:: Instructions to follow ::
Return, word for word, the lines of the records below from the line containing "Shot-chart audit: point to every instance of the wet" through the end of the records, with both of those lines included.

═════ Records supplied ═════

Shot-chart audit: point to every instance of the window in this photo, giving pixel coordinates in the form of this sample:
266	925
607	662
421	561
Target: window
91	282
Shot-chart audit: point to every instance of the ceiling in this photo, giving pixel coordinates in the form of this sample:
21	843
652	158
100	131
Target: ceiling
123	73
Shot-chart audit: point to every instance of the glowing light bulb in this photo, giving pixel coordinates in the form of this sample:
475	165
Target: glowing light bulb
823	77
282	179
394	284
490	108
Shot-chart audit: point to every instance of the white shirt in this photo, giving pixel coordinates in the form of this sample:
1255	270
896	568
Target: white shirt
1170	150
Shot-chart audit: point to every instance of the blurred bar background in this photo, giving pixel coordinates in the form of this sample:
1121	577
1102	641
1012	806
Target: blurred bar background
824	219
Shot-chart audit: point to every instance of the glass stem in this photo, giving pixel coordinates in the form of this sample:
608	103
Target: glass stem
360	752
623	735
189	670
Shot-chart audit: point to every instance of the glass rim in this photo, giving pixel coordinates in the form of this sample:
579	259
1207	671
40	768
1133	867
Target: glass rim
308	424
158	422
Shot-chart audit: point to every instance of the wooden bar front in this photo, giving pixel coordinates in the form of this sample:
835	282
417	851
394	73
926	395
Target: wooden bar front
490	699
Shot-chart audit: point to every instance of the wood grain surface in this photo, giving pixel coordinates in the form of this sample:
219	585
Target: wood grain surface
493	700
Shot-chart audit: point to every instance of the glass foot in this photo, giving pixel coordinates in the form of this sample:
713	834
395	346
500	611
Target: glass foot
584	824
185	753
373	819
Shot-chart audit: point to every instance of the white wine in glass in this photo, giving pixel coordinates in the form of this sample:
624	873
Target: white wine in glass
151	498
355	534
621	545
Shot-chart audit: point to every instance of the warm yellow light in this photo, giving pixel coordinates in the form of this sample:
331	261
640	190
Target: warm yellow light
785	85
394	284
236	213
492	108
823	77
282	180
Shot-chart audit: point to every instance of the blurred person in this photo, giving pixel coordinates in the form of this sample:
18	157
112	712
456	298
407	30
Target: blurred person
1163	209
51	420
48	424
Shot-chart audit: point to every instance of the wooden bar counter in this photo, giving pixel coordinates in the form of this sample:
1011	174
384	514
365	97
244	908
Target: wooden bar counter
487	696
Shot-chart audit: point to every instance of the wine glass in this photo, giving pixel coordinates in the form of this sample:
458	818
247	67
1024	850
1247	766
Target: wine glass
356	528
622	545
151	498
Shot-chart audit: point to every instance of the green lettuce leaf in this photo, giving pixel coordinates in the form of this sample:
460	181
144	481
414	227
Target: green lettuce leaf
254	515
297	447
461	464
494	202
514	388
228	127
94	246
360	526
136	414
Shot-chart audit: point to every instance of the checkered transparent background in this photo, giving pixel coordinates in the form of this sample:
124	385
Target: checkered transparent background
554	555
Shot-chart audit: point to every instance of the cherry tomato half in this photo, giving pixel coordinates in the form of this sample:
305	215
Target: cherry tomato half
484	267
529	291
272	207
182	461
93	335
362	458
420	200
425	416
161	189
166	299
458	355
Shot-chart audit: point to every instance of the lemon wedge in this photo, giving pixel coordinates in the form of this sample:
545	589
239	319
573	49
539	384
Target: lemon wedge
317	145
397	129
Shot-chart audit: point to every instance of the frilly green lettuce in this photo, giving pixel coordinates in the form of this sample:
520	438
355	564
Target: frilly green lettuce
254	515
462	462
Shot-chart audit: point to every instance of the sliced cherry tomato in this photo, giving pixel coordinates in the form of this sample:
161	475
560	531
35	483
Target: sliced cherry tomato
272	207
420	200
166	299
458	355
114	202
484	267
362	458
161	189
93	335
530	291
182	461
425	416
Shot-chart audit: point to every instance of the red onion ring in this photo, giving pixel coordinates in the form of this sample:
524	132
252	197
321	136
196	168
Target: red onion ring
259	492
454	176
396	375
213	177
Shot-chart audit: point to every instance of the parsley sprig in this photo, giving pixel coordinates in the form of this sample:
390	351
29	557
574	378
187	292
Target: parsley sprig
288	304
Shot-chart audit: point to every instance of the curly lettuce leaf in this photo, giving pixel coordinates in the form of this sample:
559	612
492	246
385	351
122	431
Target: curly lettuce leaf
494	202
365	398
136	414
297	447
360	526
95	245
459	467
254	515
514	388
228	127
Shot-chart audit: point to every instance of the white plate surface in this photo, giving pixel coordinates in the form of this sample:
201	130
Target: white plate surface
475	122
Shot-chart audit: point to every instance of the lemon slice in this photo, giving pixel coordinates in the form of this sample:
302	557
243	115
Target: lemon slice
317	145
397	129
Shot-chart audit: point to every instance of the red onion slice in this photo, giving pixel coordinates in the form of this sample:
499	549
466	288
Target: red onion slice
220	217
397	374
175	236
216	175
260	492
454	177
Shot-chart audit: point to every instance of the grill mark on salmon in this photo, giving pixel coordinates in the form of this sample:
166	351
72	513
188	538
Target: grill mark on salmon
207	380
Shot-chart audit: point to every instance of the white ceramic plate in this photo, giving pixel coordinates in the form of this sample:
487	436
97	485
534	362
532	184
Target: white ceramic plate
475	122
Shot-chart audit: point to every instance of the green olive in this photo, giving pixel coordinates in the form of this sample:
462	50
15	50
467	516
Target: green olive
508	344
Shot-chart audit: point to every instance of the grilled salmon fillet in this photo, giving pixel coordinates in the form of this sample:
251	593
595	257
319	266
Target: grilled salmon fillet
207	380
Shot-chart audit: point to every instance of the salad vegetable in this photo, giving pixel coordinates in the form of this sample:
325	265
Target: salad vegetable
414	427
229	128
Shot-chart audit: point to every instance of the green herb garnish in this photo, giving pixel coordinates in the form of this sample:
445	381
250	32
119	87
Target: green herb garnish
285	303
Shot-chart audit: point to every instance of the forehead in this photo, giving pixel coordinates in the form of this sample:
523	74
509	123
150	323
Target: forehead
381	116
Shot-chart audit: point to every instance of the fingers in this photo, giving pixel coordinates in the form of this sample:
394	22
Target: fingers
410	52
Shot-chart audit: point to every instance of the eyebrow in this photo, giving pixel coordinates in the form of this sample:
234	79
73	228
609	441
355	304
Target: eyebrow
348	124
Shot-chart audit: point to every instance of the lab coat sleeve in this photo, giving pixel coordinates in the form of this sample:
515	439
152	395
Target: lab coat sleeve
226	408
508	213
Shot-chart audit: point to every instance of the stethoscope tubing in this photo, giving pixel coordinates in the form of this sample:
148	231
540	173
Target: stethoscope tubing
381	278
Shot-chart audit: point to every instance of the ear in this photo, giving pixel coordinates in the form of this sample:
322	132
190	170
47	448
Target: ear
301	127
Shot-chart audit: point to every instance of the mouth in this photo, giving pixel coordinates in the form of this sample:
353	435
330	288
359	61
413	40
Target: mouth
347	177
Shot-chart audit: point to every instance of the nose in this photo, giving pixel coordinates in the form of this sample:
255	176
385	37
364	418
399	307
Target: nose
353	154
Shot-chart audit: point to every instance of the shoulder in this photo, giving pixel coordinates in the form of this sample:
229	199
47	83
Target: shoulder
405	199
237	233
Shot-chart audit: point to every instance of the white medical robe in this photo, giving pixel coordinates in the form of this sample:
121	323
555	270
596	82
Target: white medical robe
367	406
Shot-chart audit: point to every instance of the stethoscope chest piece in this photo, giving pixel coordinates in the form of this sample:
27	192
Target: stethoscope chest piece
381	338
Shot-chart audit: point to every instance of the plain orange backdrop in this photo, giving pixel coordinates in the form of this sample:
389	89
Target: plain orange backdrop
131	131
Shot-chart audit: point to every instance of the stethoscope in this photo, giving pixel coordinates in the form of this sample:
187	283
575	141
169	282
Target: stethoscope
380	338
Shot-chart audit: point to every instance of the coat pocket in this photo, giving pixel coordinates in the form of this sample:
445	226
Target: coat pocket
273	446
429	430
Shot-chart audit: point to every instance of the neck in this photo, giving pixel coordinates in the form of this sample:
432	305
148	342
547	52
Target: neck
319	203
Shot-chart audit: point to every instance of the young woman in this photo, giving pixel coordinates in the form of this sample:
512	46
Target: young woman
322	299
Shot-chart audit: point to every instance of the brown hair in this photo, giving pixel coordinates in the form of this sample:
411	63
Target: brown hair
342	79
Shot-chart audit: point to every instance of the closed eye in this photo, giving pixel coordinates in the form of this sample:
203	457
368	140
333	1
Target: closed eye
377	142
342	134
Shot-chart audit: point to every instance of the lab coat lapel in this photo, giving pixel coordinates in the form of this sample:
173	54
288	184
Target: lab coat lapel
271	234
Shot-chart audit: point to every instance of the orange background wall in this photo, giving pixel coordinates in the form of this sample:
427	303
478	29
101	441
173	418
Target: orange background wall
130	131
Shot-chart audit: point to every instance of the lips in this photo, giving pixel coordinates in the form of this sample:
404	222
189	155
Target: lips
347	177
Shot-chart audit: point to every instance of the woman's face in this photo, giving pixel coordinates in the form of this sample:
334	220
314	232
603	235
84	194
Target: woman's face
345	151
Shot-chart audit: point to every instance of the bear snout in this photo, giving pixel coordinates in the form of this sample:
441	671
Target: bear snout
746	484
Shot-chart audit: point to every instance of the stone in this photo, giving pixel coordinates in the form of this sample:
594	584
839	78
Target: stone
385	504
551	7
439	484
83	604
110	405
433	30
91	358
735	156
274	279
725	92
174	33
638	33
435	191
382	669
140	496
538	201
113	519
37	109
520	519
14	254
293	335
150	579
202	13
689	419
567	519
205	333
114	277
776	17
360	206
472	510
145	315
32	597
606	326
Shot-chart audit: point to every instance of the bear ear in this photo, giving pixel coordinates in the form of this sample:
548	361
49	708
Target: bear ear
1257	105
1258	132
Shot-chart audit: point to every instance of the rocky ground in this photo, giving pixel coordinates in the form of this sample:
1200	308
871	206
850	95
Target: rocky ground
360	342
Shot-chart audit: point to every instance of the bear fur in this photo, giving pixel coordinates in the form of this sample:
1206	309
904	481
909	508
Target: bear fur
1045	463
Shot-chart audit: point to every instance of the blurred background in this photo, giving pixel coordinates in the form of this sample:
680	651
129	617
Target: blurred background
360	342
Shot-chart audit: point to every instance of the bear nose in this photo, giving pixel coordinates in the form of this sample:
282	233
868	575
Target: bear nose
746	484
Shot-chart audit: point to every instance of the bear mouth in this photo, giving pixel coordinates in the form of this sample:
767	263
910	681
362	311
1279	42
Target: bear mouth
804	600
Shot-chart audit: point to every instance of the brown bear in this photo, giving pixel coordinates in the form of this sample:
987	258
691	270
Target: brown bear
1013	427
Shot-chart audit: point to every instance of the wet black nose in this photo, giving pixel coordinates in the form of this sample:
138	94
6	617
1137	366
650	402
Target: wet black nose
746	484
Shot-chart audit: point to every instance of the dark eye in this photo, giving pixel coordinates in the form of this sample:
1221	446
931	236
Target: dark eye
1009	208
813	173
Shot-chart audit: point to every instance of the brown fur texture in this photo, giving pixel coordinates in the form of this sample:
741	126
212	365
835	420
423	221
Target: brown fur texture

═════

:: Expected output ::
Shot-chart audit: point to every instance of the wet black nose in this photo, giving pixel coordinates in the form of this sample:
138	94
6	617
1137	366
650	402
Target: wet black nose
746	484
Shot-chart audit: point to every instance of the dark eye in this photo, giving pixel coordinates in the form of this sample:
1221	446
931	236
Target: dark eye
1009	208
813	173
Shot-chart audit: point to every instance of the brown fur texture in this photo, giving pixel coordinates in the form of this sample:
741	126
212	365
835	420
423	221
Target: brown fur texture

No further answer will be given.